··· PASSAGE SHOWN ···

By Ray Pride Pride@moviecitynews.com

2013 Ridenhour Documentary Film Prize Goes To The Invisible War

For Immediate Release

New York, NY (February 22, 2013): The Fertel Foundation and The Nation Institute today announced the recipient of the 2013 Ridenhour Documentary Film Prize, which is presented to a documentary for illuminating an underreported subject, or raising awareness around an issue of social importance. The film prize is one of four Ridenhour prizes, which recognize acts of truth-telling that protect the public interest, promote social justice, or illuminate a more just vision of society.

The Ridenhour Prizes are the only DC-based awards that celebrate courage in American life and commemorate the spirit of fearless truth-telling that whistleblower and investigative journalist Ron Ridenhour reflected throughout his life and career. Each winner receives $10,000, and is honored at a luncheon ceremony at the National Press Club. This year marks the tenth anniversary of the prizes. “For almost a decade, these awards have made Ron Ridenhour’s legacy of courage and fidelity to the truth a living one,” said Randy Fertel, Founder of the Fertel Foundation, which co-sponsors the prizes.

The 2013 Ridenhour Documentary Film Prize honoree:

The Invisible War: In this groundbreaking investigative documentary, award-winning filmmakers Kirby Dick and Amy Ziering shine a light on the troubling epidemic of rape in the military while speaking with survivors who have refused to be intimidated into silence. The numbers are staggering: In 2009 alone, 16,150 service members were sexually assaulted. Female soldiers in the US military are more likely to be raped by a male soldier than shot by an enemy combatant. Through the poignant stories of the rape victims, The Invisible War reveals the systemic cover up of the crimes against them and follows their struggles to rebuild their lives and fight for justice. The film also explores what is now being done to ensure that no crime goes unpunished.

···

» WHAT IS BEING ASKED
Give again, word for word, the part of the prize announcement starting with "By Ray Pride" and going on through "vision of society.".

··· SOURCE EXCERPT ···

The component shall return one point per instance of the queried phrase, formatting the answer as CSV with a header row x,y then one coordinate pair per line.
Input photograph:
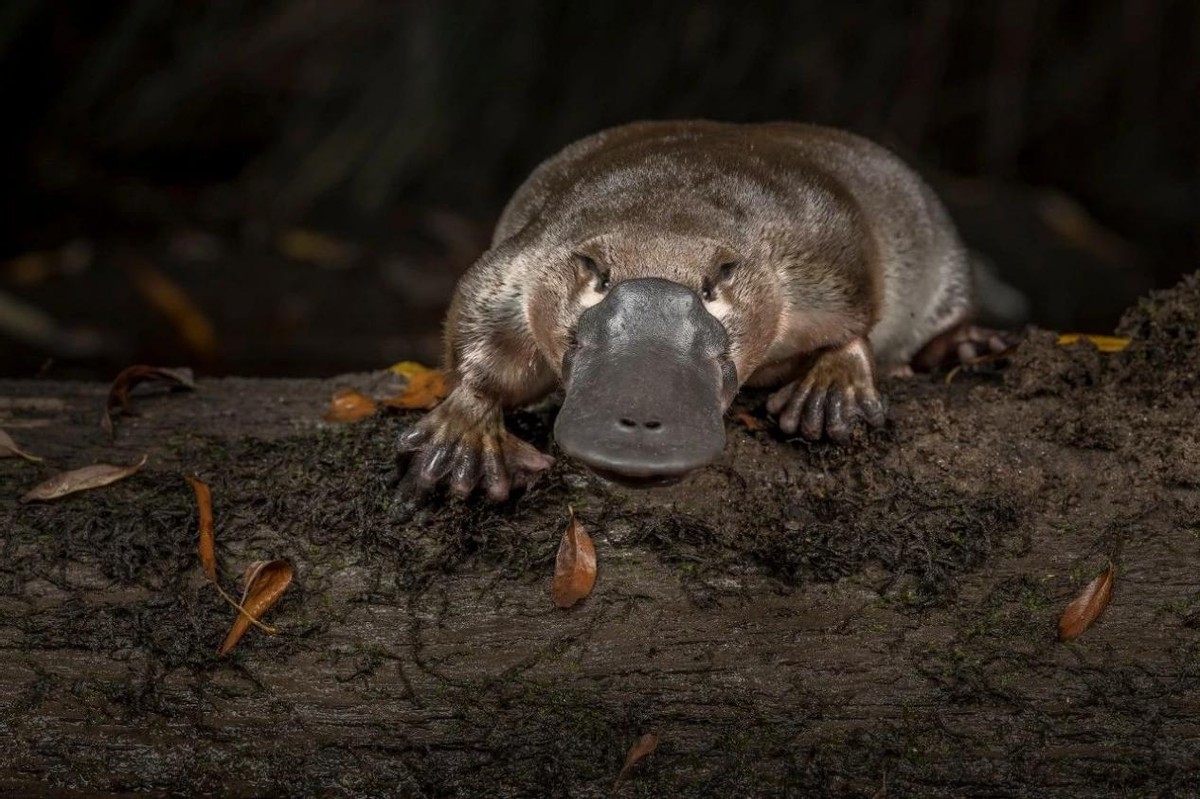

···

» ANSWER TO THE TASK
By Ray Pride Pride@moviecitynews.com

2013 Ridenhour Documentary Film Prize Goes To The Invisible War

For Immediate Release

New York, NY (February 22, 2013): The Fertel Foundation and The Nation Institute today announced the recipient of the 2013 Ridenhour Documentary Film Prize, which is presented to a documentary for illuminating an underreported subject, or raising awareness around an issue of social importance. The film prize is one of four Ridenhour prizes, which recognize acts of truth-telling that protect the public interest, promote social justice, or illuminate a more just vision of society.